Text segment
The field of microfluidics continues to show promise for applications in medical screening and diagnostics, and the study of human health and disease. Microfluidics has the potential to miniaturize instrumentation usually limited to the laboratory table top, offering the possibility of highly portable or wearable instruments for medical screening and diagnostics including the monitoring of biomarkers in real time. Microfluidics also offers unique devices and methods that enable scientists to study health and disease in new ways, from studying individual and monolayers of biological cells to mimicking organs on a chip.
In order to fully develop these applications, new microfluidic platforms are required that incorporate the results of ongoing research in fields such as materials, biology, microfabrication, electronics, and computer engineering. This presentation discusses several platforms for the development of microfluidic systems for applications in biomedicine and biology. These platforms employ multiple recent advances in nanocomposite polymers, polymer microfabrication, printed circuit board technology, reconfigurable systems, and flexible electronics. These platforms are employed toward the development of new microfluidic instruments, including a reconfigurable microfluidic diagnostic unit, inexpensive and flexible biomedical screening devices, and biological cell research platforms.

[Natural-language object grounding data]
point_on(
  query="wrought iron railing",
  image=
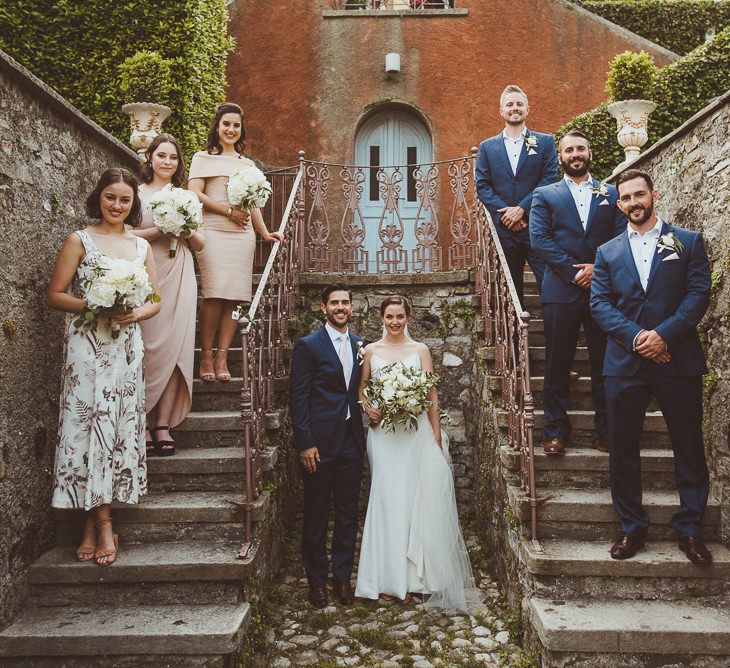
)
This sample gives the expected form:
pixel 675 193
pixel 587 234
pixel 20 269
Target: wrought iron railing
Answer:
pixel 506 327
pixel 265 340
pixel 400 219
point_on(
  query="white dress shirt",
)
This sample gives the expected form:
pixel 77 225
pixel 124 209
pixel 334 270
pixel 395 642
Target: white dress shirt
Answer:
pixel 581 193
pixel 514 148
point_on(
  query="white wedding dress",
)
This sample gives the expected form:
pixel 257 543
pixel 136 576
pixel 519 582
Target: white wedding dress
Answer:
pixel 411 540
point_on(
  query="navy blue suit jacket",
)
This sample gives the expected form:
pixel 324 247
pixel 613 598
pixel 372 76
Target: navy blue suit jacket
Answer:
pixel 558 237
pixel 318 396
pixel 497 187
pixel 676 297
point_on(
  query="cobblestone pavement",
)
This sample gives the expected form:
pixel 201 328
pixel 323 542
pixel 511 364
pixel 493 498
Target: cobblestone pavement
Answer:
pixel 386 634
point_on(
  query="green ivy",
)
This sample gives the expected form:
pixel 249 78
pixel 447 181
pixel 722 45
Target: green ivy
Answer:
pixel 77 48
pixel 677 25
pixel 681 90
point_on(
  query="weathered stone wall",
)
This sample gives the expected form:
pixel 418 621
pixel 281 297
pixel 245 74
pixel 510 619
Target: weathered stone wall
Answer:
pixel 443 317
pixel 691 171
pixel 307 77
pixel 50 157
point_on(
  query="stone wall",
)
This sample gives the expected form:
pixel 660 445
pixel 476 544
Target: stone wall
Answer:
pixel 50 157
pixel 443 318
pixel 691 171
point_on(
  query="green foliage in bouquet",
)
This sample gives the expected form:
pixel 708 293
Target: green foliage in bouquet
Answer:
pixel 677 25
pixel 631 76
pixel 145 77
pixel 681 90
pixel 77 48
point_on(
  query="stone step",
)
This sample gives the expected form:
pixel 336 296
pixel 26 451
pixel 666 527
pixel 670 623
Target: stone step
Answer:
pixel 585 468
pixel 587 514
pixel 197 572
pixel 655 433
pixel 131 631
pixel 169 516
pixel 585 569
pixel 631 633
pixel 202 469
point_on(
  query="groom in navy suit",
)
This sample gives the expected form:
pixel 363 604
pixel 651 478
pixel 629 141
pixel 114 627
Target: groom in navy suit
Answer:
pixel 330 440
pixel 651 287
pixel 509 167
pixel 569 220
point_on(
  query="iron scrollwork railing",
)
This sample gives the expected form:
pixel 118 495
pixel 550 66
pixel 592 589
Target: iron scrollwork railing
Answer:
pixel 506 326
pixel 377 219
pixel 264 343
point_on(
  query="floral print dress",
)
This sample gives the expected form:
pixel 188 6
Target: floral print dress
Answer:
pixel 101 456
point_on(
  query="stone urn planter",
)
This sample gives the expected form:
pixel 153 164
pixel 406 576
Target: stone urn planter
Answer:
pixel 146 119
pixel 632 119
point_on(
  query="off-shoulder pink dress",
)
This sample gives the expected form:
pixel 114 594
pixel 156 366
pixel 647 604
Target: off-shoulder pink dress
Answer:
pixel 169 337
pixel 226 262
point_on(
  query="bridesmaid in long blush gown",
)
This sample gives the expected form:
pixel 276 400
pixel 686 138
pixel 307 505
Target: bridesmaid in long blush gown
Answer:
pixel 226 264
pixel 411 540
pixel 169 339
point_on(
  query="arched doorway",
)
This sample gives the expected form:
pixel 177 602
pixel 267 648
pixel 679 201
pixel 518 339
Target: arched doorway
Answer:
pixel 386 143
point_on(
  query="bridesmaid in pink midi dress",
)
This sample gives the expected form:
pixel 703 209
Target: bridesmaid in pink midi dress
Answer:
pixel 169 338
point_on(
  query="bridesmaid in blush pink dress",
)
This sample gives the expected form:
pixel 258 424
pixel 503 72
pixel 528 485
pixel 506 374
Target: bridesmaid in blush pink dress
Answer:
pixel 169 338
pixel 226 265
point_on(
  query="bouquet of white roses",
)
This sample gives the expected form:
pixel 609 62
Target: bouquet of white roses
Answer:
pixel 175 211
pixel 115 286
pixel 400 393
pixel 248 188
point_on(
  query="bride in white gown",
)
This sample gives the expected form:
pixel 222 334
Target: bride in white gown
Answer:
pixel 411 540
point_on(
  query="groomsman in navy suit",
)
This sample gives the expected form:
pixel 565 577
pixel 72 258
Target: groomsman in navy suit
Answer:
pixel 330 440
pixel 569 220
pixel 651 286
pixel 509 167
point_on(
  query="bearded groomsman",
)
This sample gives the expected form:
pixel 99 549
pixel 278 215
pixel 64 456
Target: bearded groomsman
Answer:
pixel 569 220
pixel 509 167
pixel 651 286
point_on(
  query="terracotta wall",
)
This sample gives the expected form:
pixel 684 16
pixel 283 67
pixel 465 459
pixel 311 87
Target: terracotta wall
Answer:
pixel 306 80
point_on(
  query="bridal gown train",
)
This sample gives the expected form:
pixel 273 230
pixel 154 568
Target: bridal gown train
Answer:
pixel 411 540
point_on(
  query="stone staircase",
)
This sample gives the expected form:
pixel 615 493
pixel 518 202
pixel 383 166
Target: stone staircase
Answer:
pixel 584 609
pixel 177 595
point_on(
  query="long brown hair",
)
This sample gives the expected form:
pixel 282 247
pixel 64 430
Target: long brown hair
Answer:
pixel 115 175
pixel 214 142
pixel 145 171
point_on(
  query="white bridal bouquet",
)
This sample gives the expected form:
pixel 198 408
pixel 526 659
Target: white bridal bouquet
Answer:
pixel 115 286
pixel 175 211
pixel 248 188
pixel 400 393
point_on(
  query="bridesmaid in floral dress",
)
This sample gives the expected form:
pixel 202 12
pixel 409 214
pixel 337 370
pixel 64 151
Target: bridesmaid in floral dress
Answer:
pixel 100 456
pixel 226 264
pixel 169 339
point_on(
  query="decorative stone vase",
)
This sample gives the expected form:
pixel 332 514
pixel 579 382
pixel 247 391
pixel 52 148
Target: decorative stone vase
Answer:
pixel 632 119
pixel 146 119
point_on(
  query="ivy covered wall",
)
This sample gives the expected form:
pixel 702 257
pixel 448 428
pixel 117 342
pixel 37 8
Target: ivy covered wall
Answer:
pixel 76 48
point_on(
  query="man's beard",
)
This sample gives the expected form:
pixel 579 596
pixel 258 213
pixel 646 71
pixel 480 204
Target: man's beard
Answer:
pixel 577 171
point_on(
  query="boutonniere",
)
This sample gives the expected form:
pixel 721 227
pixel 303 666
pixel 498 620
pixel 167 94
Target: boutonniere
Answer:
pixel 360 352
pixel 670 242
pixel 600 190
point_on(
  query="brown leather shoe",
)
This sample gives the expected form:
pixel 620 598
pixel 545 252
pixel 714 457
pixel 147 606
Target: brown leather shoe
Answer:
pixel 695 550
pixel 318 597
pixel 343 592
pixel 555 447
pixel 627 546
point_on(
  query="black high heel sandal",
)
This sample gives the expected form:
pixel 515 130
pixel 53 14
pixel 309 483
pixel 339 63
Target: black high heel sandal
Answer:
pixel 164 448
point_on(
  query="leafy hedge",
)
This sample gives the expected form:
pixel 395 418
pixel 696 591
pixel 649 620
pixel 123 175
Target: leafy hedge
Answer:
pixel 677 25
pixel 681 90
pixel 77 48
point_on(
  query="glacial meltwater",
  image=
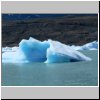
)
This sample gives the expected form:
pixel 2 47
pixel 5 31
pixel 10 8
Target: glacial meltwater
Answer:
pixel 83 73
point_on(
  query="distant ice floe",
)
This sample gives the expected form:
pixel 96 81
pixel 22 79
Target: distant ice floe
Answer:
pixel 49 51
pixel 89 46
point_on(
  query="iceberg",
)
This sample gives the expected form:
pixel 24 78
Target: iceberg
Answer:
pixel 48 51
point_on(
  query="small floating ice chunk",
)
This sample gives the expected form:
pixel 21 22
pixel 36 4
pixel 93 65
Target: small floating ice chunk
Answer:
pixel 49 51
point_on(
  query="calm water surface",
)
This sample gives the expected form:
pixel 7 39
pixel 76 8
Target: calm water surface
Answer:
pixel 57 74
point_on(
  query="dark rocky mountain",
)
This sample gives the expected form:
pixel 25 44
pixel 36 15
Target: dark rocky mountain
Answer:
pixel 71 29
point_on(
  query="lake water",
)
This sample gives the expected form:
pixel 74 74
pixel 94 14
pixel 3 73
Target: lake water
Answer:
pixel 58 74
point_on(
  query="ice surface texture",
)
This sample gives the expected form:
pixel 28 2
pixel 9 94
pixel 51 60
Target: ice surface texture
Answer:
pixel 49 51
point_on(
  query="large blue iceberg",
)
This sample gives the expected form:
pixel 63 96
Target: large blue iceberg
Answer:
pixel 48 51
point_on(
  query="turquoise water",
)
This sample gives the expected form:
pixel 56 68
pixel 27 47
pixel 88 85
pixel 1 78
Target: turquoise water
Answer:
pixel 57 74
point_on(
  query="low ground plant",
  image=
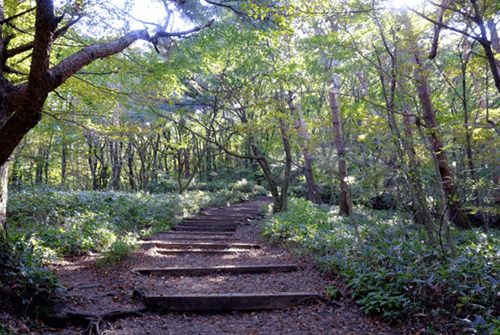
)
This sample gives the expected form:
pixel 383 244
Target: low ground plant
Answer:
pixel 46 224
pixel 393 273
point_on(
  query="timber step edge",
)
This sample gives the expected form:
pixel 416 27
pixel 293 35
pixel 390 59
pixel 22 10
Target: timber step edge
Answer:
pixel 174 245
pixel 252 269
pixel 226 302
pixel 197 233
pixel 199 252
pixel 204 229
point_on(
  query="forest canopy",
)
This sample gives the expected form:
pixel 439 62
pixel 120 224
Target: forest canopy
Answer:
pixel 351 104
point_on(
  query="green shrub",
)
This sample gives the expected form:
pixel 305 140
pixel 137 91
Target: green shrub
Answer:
pixel 26 286
pixel 390 271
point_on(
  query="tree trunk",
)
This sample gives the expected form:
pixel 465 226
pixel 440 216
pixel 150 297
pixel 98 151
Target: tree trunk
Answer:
pixel 429 114
pixel 345 196
pixel 116 159
pixel 313 191
pixel 130 164
pixel 4 193
pixel 64 163
pixel 288 166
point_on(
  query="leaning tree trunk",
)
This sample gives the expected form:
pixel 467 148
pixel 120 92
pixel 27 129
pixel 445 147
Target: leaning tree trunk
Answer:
pixel 333 93
pixel 288 166
pixel 429 114
pixel 313 192
pixel 4 180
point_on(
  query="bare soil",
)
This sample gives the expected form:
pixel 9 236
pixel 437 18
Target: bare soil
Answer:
pixel 105 302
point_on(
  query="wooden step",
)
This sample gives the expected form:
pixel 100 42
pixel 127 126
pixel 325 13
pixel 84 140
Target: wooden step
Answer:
pixel 202 238
pixel 218 219
pixel 254 269
pixel 199 252
pixel 226 302
pixel 174 245
pixel 197 233
pixel 204 229
pixel 209 223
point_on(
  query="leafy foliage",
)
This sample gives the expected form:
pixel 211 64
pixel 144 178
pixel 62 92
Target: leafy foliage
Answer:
pixel 390 272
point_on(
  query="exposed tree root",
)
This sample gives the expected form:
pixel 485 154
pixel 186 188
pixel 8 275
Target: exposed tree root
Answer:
pixel 93 322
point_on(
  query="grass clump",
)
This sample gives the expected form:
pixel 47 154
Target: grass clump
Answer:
pixel 391 272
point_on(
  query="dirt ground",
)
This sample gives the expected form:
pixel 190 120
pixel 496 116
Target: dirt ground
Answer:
pixel 106 302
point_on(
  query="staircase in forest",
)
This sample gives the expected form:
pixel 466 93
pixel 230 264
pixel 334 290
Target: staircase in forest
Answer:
pixel 213 239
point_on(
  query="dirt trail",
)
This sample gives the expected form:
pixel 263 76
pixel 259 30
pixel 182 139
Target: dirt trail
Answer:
pixel 211 275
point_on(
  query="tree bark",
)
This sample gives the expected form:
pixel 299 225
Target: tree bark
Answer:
pixel 345 196
pixel 429 114
pixel 23 103
pixel 4 181
pixel 313 192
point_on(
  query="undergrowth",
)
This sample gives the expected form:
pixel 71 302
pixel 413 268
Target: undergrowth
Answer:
pixel 46 224
pixel 392 272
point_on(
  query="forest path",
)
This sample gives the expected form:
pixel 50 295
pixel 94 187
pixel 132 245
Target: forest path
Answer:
pixel 211 275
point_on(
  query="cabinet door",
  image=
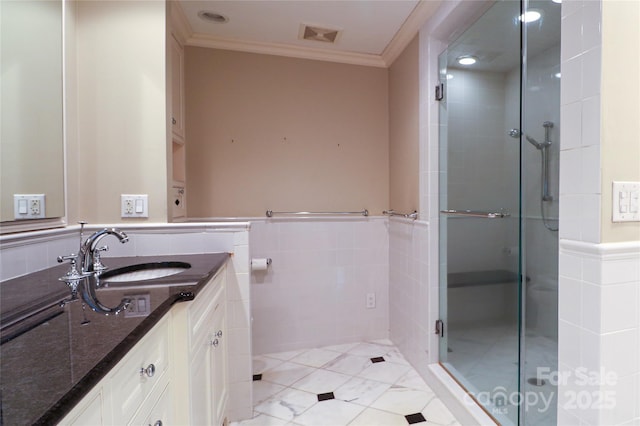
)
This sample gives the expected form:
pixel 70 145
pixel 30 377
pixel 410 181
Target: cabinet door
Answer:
pixel 160 412
pixel 88 412
pixel 218 361
pixel 177 89
pixel 140 372
pixel 200 382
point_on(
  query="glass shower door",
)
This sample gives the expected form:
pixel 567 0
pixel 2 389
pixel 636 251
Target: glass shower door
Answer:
pixel 480 210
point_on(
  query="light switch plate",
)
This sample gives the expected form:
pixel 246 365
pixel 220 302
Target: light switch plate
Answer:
pixel 134 205
pixel 29 206
pixel 626 202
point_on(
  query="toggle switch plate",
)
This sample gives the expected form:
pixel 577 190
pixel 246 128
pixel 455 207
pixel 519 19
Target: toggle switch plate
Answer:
pixel 626 202
pixel 28 206
pixel 132 205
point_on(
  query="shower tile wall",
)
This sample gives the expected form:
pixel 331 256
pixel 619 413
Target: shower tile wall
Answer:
pixel 314 292
pixel 411 298
pixel 599 287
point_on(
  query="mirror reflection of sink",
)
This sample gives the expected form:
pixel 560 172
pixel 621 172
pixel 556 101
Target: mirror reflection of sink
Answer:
pixel 143 272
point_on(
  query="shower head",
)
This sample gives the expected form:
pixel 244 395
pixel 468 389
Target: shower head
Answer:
pixel 515 133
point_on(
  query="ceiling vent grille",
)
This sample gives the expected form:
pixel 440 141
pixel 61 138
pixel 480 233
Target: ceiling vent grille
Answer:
pixel 311 32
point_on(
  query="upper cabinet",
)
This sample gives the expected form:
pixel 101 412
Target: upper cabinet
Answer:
pixel 177 83
pixel 176 113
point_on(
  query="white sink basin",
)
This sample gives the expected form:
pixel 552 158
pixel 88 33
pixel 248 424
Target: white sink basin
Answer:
pixel 143 272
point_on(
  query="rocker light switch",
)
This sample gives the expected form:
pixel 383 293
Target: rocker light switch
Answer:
pixel 625 202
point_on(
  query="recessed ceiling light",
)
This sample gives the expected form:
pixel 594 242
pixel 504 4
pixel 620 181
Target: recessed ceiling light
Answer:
pixel 530 16
pixel 467 60
pixel 213 17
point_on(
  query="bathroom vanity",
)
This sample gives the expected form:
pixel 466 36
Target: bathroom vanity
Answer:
pixel 159 362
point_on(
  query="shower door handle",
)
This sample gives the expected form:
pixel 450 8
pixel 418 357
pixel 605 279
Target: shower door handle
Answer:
pixel 476 213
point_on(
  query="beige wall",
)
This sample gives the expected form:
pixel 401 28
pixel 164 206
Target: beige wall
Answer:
pixel 268 132
pixel 121 110
pixel 31 151
pixel 620 109
pixel 404 156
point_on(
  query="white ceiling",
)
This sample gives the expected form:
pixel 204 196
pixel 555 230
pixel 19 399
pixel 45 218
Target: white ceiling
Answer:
pixel 372 32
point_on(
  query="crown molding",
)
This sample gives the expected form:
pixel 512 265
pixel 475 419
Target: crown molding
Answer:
pixel 411 26
pixel 423 11
pixel 281 49
pixel 180 27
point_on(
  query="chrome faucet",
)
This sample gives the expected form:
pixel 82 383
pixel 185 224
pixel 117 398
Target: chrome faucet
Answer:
pixel 86 278
pixel 89 249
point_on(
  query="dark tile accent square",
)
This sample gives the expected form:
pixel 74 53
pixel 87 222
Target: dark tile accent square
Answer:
pixel 325 396
pixel 415 418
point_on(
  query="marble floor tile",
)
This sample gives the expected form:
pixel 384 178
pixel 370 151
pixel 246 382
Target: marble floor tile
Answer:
pixel 332 412
pixel 361 391
pixel 315 357
pixel 264 390
pixel 321 381
pixel 346 347
pixel 261 420
pixel 288 404
pixel 436 412
pixel 384 372
pixel 371 416
pixel 340 385
pixel 403 400
pixel 284 356
pixel 263 363
pixel 413 380
pixel 348 364
pixel 287 373
pixel 370 350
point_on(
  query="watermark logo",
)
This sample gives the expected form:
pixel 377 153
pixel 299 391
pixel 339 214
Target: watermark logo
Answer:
pixel 579 389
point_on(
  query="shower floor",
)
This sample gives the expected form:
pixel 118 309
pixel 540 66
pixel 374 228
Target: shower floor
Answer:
pixel 366 383
pixel 484 358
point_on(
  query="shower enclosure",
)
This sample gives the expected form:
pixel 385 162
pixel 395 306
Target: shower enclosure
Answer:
pixel 499 160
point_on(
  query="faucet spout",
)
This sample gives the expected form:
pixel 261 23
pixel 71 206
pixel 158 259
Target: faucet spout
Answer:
pixel 88 248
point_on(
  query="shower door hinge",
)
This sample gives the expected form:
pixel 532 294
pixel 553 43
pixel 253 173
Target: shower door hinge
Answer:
pixel 440 92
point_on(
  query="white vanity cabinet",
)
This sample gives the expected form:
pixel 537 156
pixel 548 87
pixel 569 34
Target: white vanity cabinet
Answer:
pixel 201 356
pixel 176 374
pixel 133 388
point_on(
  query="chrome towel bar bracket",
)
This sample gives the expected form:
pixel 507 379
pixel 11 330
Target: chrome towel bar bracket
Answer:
pixel 413 215
pixel 475 213
pixel 270 213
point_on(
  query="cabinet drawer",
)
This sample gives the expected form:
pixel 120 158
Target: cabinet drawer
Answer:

Aim of the task
Transcribe the part of the microfluidics passage that begins at the words "The field of" and stops after "organs on a chip.". The lines can be ignored.

Solution for this problem
The field of microfluidics continues to show promise for applications in medical screening and diagnostics, and the study of human health and disease. Microfluidics has the potential to miniaturize instrumentation usually limited to the laboratory table top, offering the possibility of highly portable or wearable instruments for medical screening and diagnostics including the monitoring of biomarkers in real time. Microfluidics also offers unique devices and methods that enable scientists to study health and disease in new ways, from studying individual and monolayers of biological cells to mimicking organs on a chip.